Questions:
[a] Translate this sentence from the article on new psychoactive substances in prisons into Spanish: "Another issue that’s creating problems for staff is that the drugs are being used by people who wouldn’t necessarily have been part of a prison’s usual drug-using population."
[b] Edit the passage of the article on new psychoactive substances in prisons between "Last week justice" and "story, page 4).", inclusive, so that "Last week" becomes "On Monday".

Psychoactive challenge
New psychoactive substances don’t show up in mandatory prison drug tests and their use level in jails appears to be soaring, with worrying consequences.
Last week justice secretary Chris Grayling announced a tough new set of punishments for prisoners using or smuggling new psychoactive substances (NPS), prompted by fears that their use is partly responsible for ‘increasing violence in our prison estate’ (see news story, page 4).
Whether the punishments will affect levels of use remains to be seen, but the fears do appear to be well founded. According to a HM Inspectorate of Prisons report on HMP Dartmoor, safety at the prison has been compromised by ‘the too-ready availability of prohibited drugs’ including synthetic cannabinoids ‘not detectable with current testing methods’, while a report on HMP Altcourse found that assaults and bullying incidents were ‘rising sharply’, with 38 serious assaults in the four months prior to the inspection. ‘Gang issues and the availability of drugs’ – particularly synthetic cannabinoids like ‘Black Mamba’ – were a ‘significant factor in much of the violence,’ it states, while the substances had also ‘been the cause of regular hospital admissions’.
Altcourse is one of the three prisons – all run by private sector organisations – to record the most drug finds in 2012-13, according to figures from the Ministry of Justice. The same figures show that the overall number of drug seizures in prisons in England and Wales has increased by 800 to 4,500 since 2010-11, while one of the key findings of the latest DrugScope Street drug survey is the increasing use levels of synthetic cannabinoids – alongside misuse of prescription drugs – in prison environments.
The scale of the NPS problem – particularly in terms of cannabinoids – has started to become apparent over the last six to 12 months, national officer at the Prison Governors Association, Mark Icke, tells DDN. ‘They were being used before that but probably we weren’t as on top of it as we should have been,’ he says. ‘But prisoners are starting to talk to us a bit more about it now so our intelligence systems are starting to gather more information, and as that intelligence churns out you start to get a better picture.’
So how much of a problem do these drugs represent? ‘It’s one of the biggest problems in our current history,’ he says. ‘A lot of the incidents of violence and sickness are related to the use of legal highs, for want of a better expression. It causes us problems with violence and with trying to run an orderly regime. Trying to get prisoners to work and education can sometimes be quite difficult because they’re ill or tired, so it causes us huge problems. But the violence is the bit that bothers me the most.’
And is that violence because of the associated drug debts or the unpredictable effects of the substances themselves – or both? ‘Both, absolutely,’ he states. ‘Incidences of violence have increased even over the last three months, and when you start to drill down and look at the circumstances there will either be some kind of hooch background, or, mainly, the legal highs.’
When people take traditional drugs, at least they – and staff – can be reasonably sure what the effects are likely to be, whereas stories of users of substances like ‘Black Mamba’ having fits and other adverse reactions abound. ‘Funnily enough, I was talking to a prisoner this morning who said, “if you smoke a joint you’re going to sit in your cell and have a chillout and play your game, have five minutes to yourself,”’ says Icke. ‘But he said that when people were using this stuff, you’re on edge – as he put it, “people who think they’ve got snakes for arms and want to fight the world”. It puts everyone on edge and increases that level of violence.’
Another issue that’s creating problems for staff is that the drugs are being used by people who wouldn’t necessarily have been part of a prison’s usual drug-using population.

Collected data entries
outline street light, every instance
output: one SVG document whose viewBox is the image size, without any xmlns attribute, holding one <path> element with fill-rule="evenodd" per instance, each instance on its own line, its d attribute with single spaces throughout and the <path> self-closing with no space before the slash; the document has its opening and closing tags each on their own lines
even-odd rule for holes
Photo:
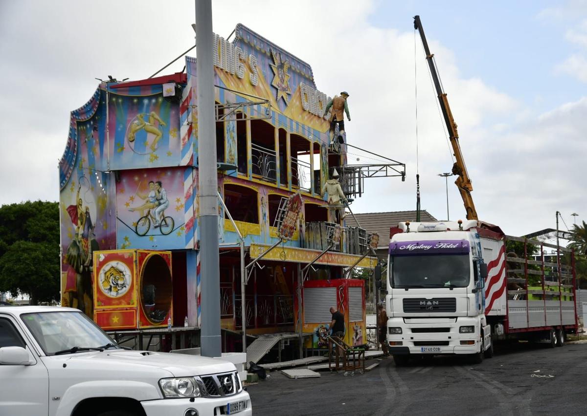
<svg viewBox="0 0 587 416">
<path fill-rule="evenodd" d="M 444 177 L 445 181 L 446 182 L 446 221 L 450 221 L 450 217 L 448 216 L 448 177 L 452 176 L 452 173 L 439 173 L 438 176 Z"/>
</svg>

Numbered responses:
[a] Otro problema que está causando dificultades al personal es que las drogas las están consumiendo personas que no necesariamente habrían formado parte de la población habitual de consumidores de drogas de una prisión.

[b]
On Monday justice secretary Chris Grayling announced a tough new set of punishments for prisoners using or smuggling new psychoactive substances (NPS), prompted by fears that their use is partly responsible for ‘increasing violence in our prison estate’ (see news story, page 4).